───── Provided records
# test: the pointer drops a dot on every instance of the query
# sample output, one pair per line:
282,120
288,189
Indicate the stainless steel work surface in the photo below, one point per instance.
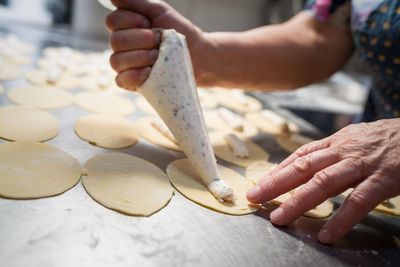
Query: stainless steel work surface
73,230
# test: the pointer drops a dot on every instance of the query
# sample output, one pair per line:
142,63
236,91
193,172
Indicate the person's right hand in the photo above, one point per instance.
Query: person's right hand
135,43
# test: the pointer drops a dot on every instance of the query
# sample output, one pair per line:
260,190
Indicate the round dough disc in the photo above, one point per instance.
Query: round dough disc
266,126
39,77
223,151
25,124
43,98
258,169
107,131
292,142
186,181
215,122
35,170
144,106
228,100
151,134
105,103
126,184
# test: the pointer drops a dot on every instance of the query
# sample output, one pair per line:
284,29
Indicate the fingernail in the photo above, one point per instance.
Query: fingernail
276,215
324,236
254,193
154,54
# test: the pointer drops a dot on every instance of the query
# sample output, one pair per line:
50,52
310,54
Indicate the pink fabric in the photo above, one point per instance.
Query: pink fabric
321,9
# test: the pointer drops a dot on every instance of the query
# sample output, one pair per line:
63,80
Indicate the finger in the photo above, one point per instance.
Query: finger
132,78
123,19
133,59
134,39
293,175
148,8
365,197
325,184
303,151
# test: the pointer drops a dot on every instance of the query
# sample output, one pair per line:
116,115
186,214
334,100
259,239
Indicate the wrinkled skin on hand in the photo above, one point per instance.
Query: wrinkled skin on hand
135,42
365,156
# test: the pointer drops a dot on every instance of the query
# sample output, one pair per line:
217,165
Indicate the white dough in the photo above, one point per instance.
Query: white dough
42,98
107,131
26,124
126,184
185,179
35,170
105,103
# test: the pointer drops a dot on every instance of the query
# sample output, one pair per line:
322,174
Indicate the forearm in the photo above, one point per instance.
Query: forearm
284,56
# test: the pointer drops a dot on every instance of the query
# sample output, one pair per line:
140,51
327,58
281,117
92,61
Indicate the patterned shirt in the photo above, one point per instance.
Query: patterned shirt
375,26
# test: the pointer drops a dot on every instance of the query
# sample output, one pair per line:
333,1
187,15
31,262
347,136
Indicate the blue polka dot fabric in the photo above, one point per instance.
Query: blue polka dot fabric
376,33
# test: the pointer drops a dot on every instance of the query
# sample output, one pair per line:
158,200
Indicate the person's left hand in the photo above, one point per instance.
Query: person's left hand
365,156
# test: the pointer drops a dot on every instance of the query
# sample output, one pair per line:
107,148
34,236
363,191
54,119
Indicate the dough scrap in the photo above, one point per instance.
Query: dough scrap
42,98
184,178
107,131
257,119
126,184
258,169
26,124
34,170
151,134
292,142
105,103
223,151
215,122
39,77
391,206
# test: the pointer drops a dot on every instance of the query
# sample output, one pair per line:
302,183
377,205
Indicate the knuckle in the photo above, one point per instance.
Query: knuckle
302,164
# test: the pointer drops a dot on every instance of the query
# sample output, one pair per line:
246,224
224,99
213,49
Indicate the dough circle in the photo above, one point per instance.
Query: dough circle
126,184
26,124
105,103
215,122
107,131
186,181
256,170
223,151
43,98
34,170
39,77
152,135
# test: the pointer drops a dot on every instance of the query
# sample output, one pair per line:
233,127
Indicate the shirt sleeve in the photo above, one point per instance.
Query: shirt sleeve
336,12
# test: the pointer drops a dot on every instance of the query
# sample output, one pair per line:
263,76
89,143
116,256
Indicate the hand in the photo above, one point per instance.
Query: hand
135,43
365,156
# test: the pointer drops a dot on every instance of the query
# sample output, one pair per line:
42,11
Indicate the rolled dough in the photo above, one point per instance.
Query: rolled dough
39,77
107,131
185,179
35,170
43,98
151,134
215,122
223,151
391,206
259,169
266,126
126,184
105,103
26,124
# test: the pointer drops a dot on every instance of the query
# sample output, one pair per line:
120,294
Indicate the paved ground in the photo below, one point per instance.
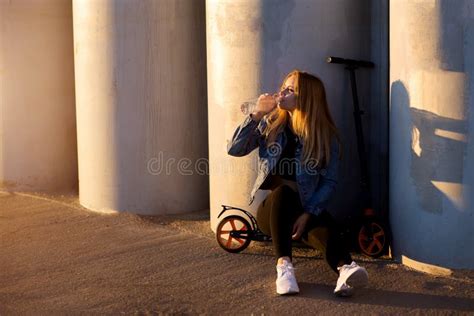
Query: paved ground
56,257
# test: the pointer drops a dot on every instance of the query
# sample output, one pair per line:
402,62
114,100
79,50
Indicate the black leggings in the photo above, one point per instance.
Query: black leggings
276,216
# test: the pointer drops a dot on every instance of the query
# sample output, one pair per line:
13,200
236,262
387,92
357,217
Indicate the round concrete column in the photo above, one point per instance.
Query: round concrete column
37,114
141,105
431,150
252,45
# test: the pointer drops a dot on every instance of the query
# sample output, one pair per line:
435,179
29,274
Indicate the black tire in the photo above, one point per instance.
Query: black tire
373,239
224,229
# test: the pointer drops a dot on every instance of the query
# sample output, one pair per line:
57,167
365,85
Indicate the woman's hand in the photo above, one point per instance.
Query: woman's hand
300,225
265,104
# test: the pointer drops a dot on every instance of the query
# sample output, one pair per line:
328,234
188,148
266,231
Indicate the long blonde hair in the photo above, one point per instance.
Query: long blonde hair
311,119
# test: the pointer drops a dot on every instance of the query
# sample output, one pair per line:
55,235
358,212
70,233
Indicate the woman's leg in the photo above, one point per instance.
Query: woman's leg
324,235
275,217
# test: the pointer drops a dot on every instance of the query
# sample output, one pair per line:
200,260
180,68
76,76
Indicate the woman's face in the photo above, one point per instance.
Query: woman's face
287,98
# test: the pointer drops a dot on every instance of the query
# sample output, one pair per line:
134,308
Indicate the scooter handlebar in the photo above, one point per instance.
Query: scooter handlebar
350,62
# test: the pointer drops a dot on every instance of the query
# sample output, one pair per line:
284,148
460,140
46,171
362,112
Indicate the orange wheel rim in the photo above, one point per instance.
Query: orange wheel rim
225,233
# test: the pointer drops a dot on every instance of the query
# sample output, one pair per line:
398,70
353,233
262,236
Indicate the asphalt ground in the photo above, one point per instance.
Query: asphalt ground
56,257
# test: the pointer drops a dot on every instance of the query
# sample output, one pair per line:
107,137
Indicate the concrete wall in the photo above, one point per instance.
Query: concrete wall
141,104
252,45
431,117
37,113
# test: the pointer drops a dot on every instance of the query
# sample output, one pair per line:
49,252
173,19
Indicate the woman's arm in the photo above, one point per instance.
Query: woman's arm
327,183
245,138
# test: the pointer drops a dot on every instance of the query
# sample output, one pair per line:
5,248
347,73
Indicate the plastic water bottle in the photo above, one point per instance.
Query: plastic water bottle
248,107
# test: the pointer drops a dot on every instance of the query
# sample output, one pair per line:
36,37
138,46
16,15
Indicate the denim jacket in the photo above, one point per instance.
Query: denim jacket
315,185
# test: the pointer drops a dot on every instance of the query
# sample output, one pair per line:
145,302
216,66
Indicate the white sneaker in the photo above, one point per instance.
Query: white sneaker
286,281
351,276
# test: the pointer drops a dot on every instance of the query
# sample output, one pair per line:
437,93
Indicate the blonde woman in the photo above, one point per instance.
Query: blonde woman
299,151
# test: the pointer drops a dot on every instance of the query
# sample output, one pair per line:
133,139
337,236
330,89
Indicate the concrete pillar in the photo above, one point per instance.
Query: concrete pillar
431,118
141,105
37,113
252,45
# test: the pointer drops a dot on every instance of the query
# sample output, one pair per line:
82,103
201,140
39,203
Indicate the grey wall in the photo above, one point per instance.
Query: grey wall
431,146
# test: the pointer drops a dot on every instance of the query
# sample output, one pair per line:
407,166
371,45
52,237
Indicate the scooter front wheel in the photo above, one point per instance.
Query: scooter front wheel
233,233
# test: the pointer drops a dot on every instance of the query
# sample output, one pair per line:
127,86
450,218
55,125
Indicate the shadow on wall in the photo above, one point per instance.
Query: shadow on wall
436,147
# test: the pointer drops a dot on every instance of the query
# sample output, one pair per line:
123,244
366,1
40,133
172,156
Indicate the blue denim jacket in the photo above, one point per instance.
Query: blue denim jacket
315,185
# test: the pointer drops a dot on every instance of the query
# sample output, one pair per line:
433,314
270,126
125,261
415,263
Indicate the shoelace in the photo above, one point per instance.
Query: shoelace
285,268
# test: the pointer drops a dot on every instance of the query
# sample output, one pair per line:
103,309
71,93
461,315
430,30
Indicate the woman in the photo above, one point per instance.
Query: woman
298,160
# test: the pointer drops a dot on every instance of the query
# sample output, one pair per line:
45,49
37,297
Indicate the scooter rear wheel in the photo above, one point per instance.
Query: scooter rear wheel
373,239
226,227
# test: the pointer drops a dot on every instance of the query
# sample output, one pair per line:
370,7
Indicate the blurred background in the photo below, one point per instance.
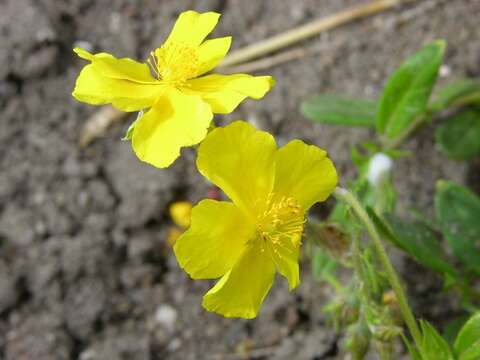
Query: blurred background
85,269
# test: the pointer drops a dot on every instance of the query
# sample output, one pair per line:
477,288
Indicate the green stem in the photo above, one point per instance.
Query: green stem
407,314
308,30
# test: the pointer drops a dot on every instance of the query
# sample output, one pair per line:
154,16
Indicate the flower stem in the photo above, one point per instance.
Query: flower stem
308,30
407,314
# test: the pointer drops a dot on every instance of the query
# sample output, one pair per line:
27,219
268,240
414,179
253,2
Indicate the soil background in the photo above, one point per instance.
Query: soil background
85,272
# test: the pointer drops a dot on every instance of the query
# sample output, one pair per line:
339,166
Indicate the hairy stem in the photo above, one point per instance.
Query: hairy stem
308,30
407,314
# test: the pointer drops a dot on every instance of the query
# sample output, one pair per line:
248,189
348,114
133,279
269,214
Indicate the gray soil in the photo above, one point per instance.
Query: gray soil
85,272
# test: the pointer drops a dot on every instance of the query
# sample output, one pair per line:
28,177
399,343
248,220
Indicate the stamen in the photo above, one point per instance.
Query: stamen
175,63
281,222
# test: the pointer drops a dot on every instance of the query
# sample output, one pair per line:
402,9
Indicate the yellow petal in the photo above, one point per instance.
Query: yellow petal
241,291
125,69
225,92
240,160
175,121
304,173
191,27
214,241
94,88
285,257
212,52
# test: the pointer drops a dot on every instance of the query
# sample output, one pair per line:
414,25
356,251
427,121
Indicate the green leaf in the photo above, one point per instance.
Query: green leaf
467,344
331,109
129,133
459,136
411,349
457,210
453,327
407,91
460,92
417,240
434,347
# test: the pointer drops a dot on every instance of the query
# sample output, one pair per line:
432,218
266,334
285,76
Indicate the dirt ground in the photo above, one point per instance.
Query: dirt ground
85,272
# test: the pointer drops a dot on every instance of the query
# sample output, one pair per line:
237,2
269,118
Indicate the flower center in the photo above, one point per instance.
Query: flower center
174,63
281,221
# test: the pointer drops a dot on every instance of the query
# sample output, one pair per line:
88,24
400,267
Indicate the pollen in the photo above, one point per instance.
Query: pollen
281,221
174,63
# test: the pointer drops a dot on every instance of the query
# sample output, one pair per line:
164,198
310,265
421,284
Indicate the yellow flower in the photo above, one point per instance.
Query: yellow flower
244,242
180,104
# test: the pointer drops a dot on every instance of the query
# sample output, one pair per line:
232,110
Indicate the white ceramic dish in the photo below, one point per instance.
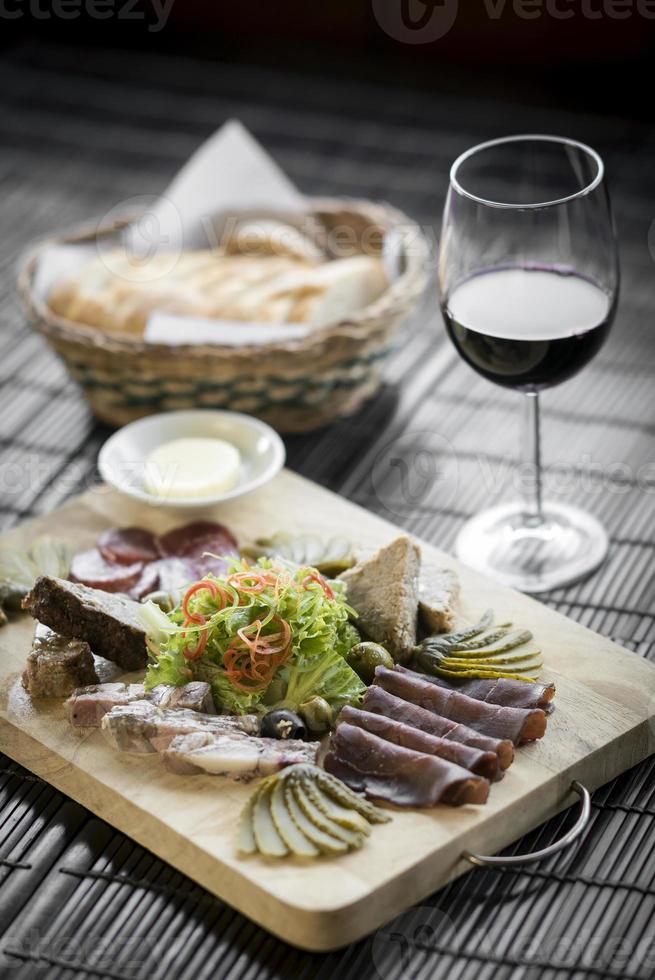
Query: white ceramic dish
122,458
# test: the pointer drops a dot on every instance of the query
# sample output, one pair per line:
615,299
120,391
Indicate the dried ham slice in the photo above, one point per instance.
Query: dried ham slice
502,690
516,724
385,771
127,545
479,762
381,702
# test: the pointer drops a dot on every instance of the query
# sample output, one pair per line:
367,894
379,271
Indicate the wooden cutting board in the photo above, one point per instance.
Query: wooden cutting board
604,723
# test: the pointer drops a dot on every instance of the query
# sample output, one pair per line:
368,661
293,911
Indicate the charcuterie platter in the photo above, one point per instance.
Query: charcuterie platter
191,815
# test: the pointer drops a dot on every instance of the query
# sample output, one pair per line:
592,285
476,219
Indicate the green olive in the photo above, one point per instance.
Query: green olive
365,657
317,715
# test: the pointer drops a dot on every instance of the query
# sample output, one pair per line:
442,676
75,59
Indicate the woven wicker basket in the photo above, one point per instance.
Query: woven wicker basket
294,385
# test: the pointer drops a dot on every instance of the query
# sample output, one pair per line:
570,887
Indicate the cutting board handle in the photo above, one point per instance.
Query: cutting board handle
490,861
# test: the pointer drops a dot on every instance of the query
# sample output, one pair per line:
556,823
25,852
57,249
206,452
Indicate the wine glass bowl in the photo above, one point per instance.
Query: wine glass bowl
528,278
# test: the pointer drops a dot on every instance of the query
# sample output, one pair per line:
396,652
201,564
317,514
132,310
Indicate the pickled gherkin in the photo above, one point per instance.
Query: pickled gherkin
304,811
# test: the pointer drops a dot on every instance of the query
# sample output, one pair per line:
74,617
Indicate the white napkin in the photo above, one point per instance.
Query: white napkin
229,176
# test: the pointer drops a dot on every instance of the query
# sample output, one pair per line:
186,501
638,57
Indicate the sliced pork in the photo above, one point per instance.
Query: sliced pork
87,706
516,724
385,771
196,695
383,703
141,727
501,690
478,762
236,757
56,665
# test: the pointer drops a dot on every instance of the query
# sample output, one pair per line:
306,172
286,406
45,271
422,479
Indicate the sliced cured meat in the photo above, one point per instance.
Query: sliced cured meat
147,582
501,690
384,771
381,702
192,540
87,706
516,724
195,696
230,754
476,760
127,545
169,575
143,727
90,568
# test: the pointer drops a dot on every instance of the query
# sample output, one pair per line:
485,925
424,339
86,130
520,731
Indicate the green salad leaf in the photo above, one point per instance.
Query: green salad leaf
258,600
──────────
* [Aim] From the data above, pick out each line that contains the string "ceramic" and copy those lines.

* [Result]
Indicate the white ceramic dish in the photo below, one point per instance.
Query: white ceramic dish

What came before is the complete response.